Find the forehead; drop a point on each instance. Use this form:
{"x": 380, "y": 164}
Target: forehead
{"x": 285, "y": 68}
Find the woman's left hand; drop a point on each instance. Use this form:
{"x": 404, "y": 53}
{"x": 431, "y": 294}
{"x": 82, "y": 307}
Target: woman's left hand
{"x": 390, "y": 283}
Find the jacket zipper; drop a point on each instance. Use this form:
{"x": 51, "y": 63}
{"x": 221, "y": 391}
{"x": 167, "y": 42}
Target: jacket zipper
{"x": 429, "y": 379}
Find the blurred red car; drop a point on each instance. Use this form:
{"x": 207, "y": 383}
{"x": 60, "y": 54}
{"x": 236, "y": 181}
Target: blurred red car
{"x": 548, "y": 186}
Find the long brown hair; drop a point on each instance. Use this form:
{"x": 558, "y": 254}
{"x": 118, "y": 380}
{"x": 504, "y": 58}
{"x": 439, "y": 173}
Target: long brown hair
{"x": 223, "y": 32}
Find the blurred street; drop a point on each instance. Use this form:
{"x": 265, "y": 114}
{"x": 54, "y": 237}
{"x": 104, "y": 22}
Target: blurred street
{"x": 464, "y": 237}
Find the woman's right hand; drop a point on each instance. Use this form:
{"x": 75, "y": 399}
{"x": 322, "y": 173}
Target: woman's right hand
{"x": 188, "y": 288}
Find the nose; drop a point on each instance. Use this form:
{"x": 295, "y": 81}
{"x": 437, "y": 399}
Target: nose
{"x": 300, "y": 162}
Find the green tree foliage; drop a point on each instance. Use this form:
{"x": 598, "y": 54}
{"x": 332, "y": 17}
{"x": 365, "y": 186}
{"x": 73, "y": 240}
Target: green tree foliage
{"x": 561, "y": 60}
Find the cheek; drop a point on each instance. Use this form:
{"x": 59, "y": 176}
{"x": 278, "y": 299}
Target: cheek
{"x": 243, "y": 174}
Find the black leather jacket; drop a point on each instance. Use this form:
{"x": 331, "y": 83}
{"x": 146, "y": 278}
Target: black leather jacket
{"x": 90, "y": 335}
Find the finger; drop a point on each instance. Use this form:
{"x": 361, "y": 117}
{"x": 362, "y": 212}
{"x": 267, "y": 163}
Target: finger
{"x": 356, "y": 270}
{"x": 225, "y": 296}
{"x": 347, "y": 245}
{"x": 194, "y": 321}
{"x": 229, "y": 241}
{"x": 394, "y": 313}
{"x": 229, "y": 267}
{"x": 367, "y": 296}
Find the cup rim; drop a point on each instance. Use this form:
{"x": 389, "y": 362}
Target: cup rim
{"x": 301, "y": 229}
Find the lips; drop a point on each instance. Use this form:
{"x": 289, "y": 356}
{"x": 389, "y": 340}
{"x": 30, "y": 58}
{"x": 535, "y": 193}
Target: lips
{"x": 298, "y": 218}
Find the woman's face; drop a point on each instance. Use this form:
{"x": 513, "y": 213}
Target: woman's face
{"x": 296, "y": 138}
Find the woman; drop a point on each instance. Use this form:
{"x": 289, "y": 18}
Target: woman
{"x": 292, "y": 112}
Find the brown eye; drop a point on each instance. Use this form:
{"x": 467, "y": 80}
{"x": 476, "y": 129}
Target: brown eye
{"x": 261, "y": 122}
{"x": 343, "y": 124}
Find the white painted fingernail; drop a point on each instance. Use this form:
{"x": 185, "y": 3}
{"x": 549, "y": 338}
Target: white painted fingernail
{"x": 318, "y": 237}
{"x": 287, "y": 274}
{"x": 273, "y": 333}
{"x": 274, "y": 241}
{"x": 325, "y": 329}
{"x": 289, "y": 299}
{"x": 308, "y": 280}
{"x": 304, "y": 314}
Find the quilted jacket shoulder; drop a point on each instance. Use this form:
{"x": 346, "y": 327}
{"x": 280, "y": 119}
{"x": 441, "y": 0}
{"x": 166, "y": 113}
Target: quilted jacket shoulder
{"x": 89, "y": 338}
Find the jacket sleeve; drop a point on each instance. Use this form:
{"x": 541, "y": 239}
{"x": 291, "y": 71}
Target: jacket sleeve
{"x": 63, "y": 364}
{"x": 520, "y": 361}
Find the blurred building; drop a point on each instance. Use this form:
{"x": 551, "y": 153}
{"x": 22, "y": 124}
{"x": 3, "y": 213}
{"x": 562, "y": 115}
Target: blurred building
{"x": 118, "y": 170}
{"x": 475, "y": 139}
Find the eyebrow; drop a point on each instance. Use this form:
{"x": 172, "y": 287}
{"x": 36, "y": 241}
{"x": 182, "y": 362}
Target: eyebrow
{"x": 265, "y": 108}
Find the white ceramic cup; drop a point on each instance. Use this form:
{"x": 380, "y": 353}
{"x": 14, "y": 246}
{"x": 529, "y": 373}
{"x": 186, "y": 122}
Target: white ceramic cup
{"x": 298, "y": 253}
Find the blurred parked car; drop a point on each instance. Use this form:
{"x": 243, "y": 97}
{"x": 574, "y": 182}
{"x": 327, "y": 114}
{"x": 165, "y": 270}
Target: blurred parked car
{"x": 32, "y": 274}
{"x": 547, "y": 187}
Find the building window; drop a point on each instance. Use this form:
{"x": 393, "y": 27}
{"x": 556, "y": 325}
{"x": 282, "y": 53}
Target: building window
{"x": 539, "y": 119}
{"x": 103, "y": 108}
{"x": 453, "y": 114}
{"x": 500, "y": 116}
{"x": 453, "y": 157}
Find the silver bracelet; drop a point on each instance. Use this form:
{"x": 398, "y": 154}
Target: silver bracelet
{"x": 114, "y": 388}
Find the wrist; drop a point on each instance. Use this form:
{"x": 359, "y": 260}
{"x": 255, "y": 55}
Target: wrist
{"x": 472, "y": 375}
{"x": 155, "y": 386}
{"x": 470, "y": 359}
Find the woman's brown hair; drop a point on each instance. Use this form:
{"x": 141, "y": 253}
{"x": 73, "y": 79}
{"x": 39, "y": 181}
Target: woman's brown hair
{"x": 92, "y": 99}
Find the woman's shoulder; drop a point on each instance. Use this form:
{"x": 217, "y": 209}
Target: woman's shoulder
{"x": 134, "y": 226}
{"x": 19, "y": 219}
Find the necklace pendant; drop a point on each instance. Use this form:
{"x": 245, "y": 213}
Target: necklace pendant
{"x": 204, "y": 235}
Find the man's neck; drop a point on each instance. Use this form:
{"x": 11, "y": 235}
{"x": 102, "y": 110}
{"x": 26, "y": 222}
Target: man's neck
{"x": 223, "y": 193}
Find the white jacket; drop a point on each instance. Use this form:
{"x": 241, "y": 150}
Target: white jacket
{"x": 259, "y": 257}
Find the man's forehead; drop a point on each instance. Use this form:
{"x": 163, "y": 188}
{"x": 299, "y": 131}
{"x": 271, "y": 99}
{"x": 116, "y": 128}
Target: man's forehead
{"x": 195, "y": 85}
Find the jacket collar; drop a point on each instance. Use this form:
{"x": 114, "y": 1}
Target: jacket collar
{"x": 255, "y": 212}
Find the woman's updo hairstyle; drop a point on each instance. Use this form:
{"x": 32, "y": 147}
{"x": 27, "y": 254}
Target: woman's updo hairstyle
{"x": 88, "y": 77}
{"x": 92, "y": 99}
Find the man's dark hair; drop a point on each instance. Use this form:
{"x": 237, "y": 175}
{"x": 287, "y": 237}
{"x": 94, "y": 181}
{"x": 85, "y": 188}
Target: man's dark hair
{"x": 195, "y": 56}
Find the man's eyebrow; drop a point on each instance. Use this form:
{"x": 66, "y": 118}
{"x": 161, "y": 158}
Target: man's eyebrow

+ + +

Each entry shown above is to be duplicated exactly.

■ THE ANSWER:
Find the forehead; drop a point on each instance. Use this form:
{"x": 380, "y": 164}
Target: forehead
{"x": 285, "y": 68}
Find the woman's left hand; drop a point on each instance. Use this form:
{"x": 404, "y": 53}
{"x": 431, "y": 294}
{"x": 82, "y": 307}
Target: woman's left hand
{"x": 390, "y": 283}
Find the jacket zipper; drop a point on each instance. Use this form:
{"x": 51, "y": 63}
{"x": 221, "y": 391}
{"x": 167, "y": 42}
Target: jacket zipper
{"x": 429, "y": 379}
Find the blurred red car; drop a point on each instance. Use this form:
{"x": 207, "y": 383}
{"x": 60, "y": 54}
{"x": 236, "y": 181}
Target: blurred red car
{"x": 548, "y": 186}
Find the long brown hair; drop a point on each instance. Use this form:
{"x": 558, "y": 254}
{"x": 118, "y": 380}
{"x": 504, "y": 58}
{"x": 439, "y": 173}
Target: long brown hair
{"x": 223, "y": 32}
Find the blurred street; drop a point on each instance. Use this form:
{"x": 265, "y": 114}
{"x": 54, "y": 237}
{"x": 104, "y": 22}
Target: blurred street
{"x": 464, "y": 237}
Find the woman's right hand; drop a point on each instance. Use this form:
{"x": 75, "y": 399}
{"x": 322, "y": 173}
Target: woman's right hand
{"x": 188, "y": 288}
Find the nose; drop a point on each instance. Use this form:
{"x": 295, "y": 81}
{"x": 437, "y": 399}
Target: nose
{"x": 300, "y": 162}
Find the green tree foliage; drop a point on each instance. Use this form:
{"x": 598, "y": 54}
{"x": 332, "y": 17}
{"x": 365, "y": 186}
{"x": 73, "y": 240}
Target: green tree foliage
{"x": 561, "y": 60}
Find the cheek; drop a point on each instance. Use this form:
{"x": 59, "y": 176}
{"x": 278, "y": 299}
Target: cheek
{"x": 243, "y": 174}
Find the black leather jacket; drop a point on each instance. Use this form:
{"x": 331, "y": 83}
{"x": 146, "y": 278}
Target: black leather jacket
{"x": 90, "y": 335}
Find the finger; drop a point on each instance. Use this form:
{"x": 361, "y": 117}
{"x": 362, "y": 212}
{"x": 267, "y": 163}
Target: finger
{"x": 356, "y": 270}
{"x": 225, "y": 296}
{"x": 347, "y": 245}
{"x": 194, "y": 321}
{"x": 229, "y": 241}
{"x": 394, "y": 313}
{"x": 229, "y": 267}
{"x": 367, "y": 296}
Find the cup rim; drop a point on each instance. Use this form:
{"x": 389, "y": 362}
Target: cup rim
{"x": 301, "y": 229}
Find the lips; drop a point on each instance. Use this form:
{"x": 289, "y": 356}
{"x": 389, "y": 340}
{"x": 30, "y": 58}
{"x": 535, "y": 193}
Target: lips
{"x": 298, "y": 218}
Find the woman's face; drop a point on each instance. Use this form:
{"x": 513, "y": 213}
Target: woman's face
{"x": 296, "y": 138}
Find the woman; drop a point on each instance. Use this form:
{"x": 289, "y": 18}
Target: woman
{"x": 292, "y": 112}
Find the brown eye; drop a point on each instance. Use this form:
{"x": 467, "y": 80}
{"x": 476, "y": 129}
Target: brown eye
{"x": 261, "y": 122}
{"x": 343, "y": 124}
Find the white painted fingernail; drop a point on each instance. Use this form:
{"x": 185, "y": 3}
{"x": 549, "y": 338}
Target: white painted fingernail
{"x": 318, "y": 237}
{"x": 287, "y": 274}
{"x": 273, "y": 333}
{"x": 274, "y": 241}
{"x": 325, "y": 329}
{"x": 289, "y": 299}
{"x": 308, "y": 280}
{"x": 304, "y": 314}
Find the quilted jacket shoulder; drop a point on each instance. Use this form:
{"x": 346, "y": 327}
{"x": 280, "y": 119}
{"x": 441, "y": 0}
{"x": 166, "y": 113}
Target: quilted jacket shoulder
{"x": 89, "y": 338}
Find the jacket sleeve; drop a point on each instance. Use this form:
{"x": 541, "y": 239}
{"x": 291, "y": 71}
Target: jacket sleeve
{"x": 63, "y": 364}
{"x": 520, "y": 361}
Find the blurred building; drop a point on each instance. Use this form:
{"x": 551, "y": 153}
{"x": 22, "y": 124}
{"x": 3, "y": 213}
{"x": 562, "y": 115}
Target: blurred building
{"x": 118, "y": 170}
{"x": 475, "y": 139}
Find the eyebrow; drop a point on each instance. Use this form:
{"x": 172, "y": 287}
{"x": 36, "y": 241}
{"x": 182, "y": 362}
Target: eyebrow
{"x": 265, "y": 108}
Find the white ceramic cup; drop a point on each instance. Use this form:
{"x": 380, "y": 353}
{"x": 14, "y": 246}
{"x": 529, "y": 373}
{"x": 186, "y": 122}
Target: white ceramic cup
{"x": 298, "y": 253}
Find the blurred parked car; drop a point on each instance. Use this form:
{"x": 243, "y": 97}
{"x": 574, "y": 182}
{"x": 327, "y": 114}
{"x": 165, "y": 270}
Target: blurred parked car
{"x": 32, "y": 274}
{"x": 547, "y": 187}
Find the building window; drop a point on each instance. Use this form:
{"x": 393, "y": 27}
{"x": 556, "y": 325}
{"x": 282, "y": 53}
Target: building window
{"x": 539, "y": 119}
{"x": 103, "y": 108}
{"x": 453, "y": 114}
{"x": 500, "y": 116}
{"x": 453, "y": 157}
Find the silver bracelet; drop a point on each instance. Use this form:
{"x": 398, "y": 154}
Target: silver bracelet
{"x": 114, "y": 388}
Find the wrist; drop a point on each instance. Use this form:
{"x": 359, "y": 260}
{"x": 255, "y": 55}
Target: wrist
{"x": 472, "y": 375}
{"x": 155, "y": 386}
{"x": 470, "y": 359}
Find the woman's brown hair; drop a point on each instance. Use this form:
{"x": 141, "y": 253}
{"x": 73, "y": 79}
{"x": 39, "y": 181}
Target: woman's brown hair
{"x": 92, "y": 99}
Find the woman's shoulder; drop a point on each instance. Use this form:
{"x": 217, "y": 209}
Target: woman's shoulder
{"x": 134, "y": 226}
{"x": 19, "y": 219}
Find the necklace pendant; drop a point on each instance. Use this form:
{"x": 245, "y": 213}
Target: necklace pendant
{"x": 204, "y": 235}
Find the man's neck; drop a point on each instance. Use this form:
{"x": 11, "y": 235}
{"x": 102, "y": 110}
{"x": 26, "y": 222}
Target: man's neck
{"x": 223, "y": 193}
Find the white jacket; drop a point on each instance. Use this form:
{"x": 241, "y": 150}
Target: white jacket
{"x": 259, "y": 257}
Find the man's forehead; drop a point on each instance. Use this form:
{"x": 163, "y": 188}
{"x": 299, "y": 131}
{"x": 271, "y": 99}
{"x": 116, "y": 128}
Target: man's forehead
{"x": 195, "y": 85}
Find the jacket collar; drop a point on each instance. Use this form:
{"x": 114, "y": 1}
Target: jacket collar
{"x": 255, "y": 212}
Find the woman's updo hairstyle; drop a point on each instance. Use this form:
{"x": 32, "y": 147}
{"x": 27, "y": 254}
Target: woman's updo hairstyle
{"x": 88, "y": 77}
{"x": 92, "y": 99}
Find the man's dark hair; drop a point on each instance. Use this form:
{"x": 237, "y": 175}
{"x": 287, "y": 237}
{"x": 94, "y": 181}
{"x": 85, "y": 188}
Target: man's dark hair
{"x": 195, "y": 56}
Find the man's eyebrow; drop a point on each instance. Use this form:
{"x": 66, "y": 118}
{"x": 161, "y": 158}
Target: man's eyebrow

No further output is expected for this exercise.